**YOUR INSTRUCTIONS**
Check each line of the entries for "marker" and report the ones that have it.
--- THE INPUT Enclosed Below ---
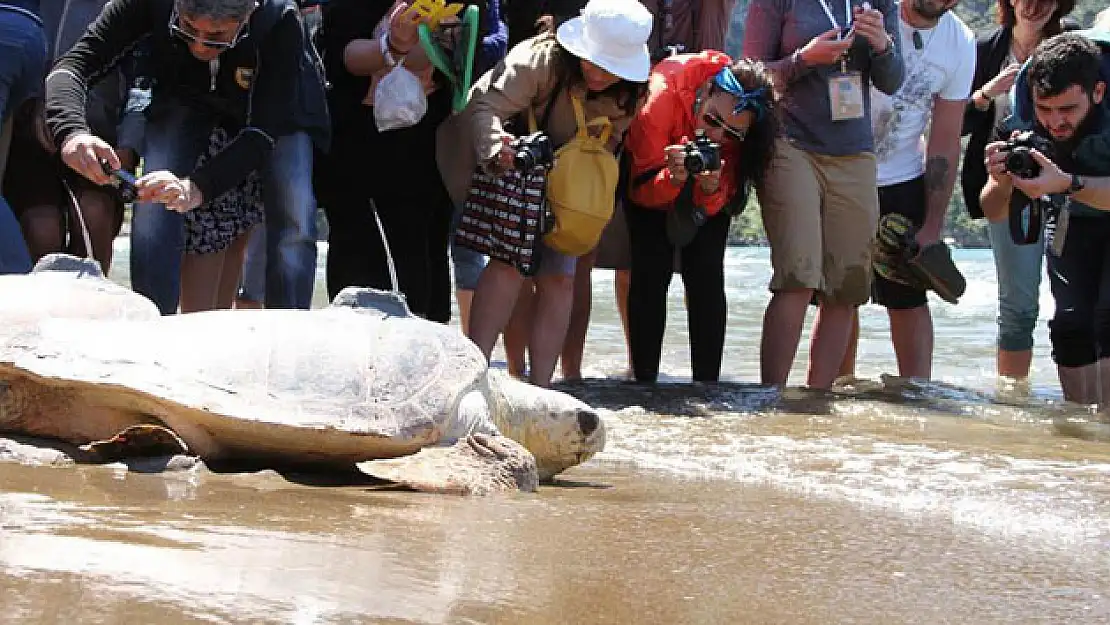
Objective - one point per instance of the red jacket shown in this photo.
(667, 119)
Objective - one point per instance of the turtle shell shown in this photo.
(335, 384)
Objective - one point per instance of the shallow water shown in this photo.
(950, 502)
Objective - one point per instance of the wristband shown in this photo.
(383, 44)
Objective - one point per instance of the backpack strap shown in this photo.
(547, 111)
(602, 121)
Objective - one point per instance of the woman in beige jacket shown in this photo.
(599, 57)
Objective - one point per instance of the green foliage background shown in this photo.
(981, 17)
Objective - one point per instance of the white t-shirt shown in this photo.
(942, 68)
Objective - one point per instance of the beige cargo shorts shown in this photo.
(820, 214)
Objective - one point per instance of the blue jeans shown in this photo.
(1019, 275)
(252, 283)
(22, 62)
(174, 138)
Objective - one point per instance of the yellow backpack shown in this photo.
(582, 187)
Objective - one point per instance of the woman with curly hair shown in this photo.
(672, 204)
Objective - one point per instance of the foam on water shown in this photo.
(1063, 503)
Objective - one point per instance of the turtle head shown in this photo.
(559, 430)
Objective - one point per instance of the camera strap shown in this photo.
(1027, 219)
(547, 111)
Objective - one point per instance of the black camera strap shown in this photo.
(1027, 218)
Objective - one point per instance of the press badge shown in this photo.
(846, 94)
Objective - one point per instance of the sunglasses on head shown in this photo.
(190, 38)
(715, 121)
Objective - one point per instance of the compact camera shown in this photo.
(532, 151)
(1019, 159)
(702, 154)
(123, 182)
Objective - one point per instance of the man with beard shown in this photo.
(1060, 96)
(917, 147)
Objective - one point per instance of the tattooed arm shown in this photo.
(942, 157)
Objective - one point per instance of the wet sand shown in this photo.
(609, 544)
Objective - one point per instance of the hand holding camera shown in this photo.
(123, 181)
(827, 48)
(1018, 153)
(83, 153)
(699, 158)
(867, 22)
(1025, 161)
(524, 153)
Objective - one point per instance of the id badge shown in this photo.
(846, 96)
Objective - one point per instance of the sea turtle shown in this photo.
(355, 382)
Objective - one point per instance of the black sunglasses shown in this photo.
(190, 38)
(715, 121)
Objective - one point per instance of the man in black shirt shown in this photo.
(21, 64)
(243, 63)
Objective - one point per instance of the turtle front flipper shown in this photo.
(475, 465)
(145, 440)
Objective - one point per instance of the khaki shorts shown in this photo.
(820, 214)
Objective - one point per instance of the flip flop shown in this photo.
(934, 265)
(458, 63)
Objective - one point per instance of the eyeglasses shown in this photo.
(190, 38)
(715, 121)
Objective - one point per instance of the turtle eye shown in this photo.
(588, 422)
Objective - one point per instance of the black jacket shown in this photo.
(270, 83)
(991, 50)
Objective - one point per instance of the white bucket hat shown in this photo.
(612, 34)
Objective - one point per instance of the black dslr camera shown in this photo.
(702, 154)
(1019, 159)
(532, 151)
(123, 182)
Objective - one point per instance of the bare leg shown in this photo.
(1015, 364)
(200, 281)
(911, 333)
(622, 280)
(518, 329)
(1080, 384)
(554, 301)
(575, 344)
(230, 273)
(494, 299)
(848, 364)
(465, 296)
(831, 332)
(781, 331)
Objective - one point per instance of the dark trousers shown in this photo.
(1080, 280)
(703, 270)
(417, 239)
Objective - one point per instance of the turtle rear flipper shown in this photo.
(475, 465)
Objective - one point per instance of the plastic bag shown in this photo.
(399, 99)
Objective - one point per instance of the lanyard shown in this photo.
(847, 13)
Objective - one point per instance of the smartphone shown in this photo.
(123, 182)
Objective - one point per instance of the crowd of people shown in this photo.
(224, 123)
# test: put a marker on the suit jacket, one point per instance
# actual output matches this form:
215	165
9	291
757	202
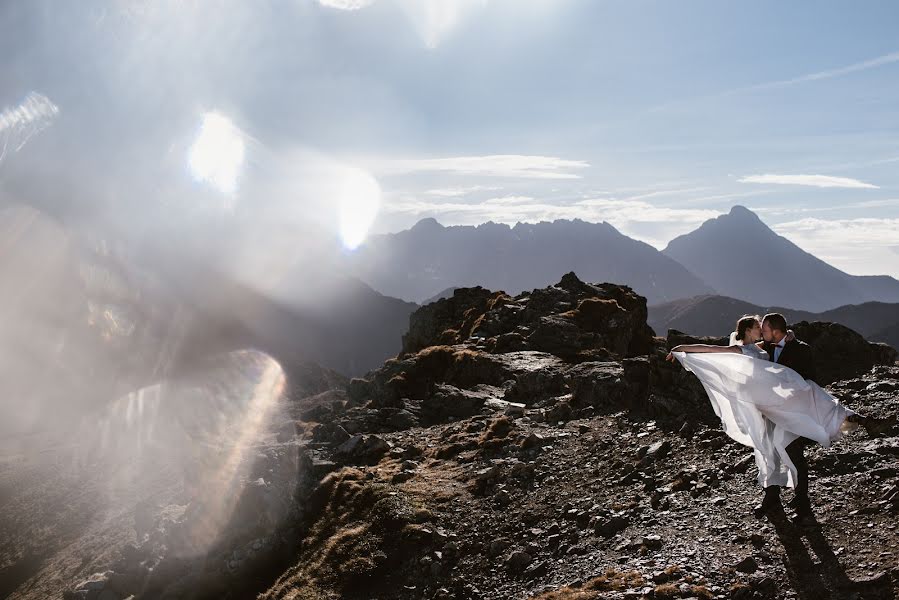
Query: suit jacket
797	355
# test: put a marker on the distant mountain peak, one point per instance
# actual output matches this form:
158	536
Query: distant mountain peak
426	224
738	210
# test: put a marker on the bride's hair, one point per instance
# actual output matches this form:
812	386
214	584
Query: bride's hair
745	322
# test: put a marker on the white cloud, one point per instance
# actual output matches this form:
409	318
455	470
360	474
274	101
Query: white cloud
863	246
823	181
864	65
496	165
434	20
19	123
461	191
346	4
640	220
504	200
--- End of Enclosed THE INPUT ---
**WRITTEN SOLUTION**
# test: put a marker on the suit jacket, one point per instance
# test: put a marker on the distant mountain peak, one point per instance
# test: put a marker on the bride's hair, one point per instance
# test: put a marker on the white cloud, one point per instance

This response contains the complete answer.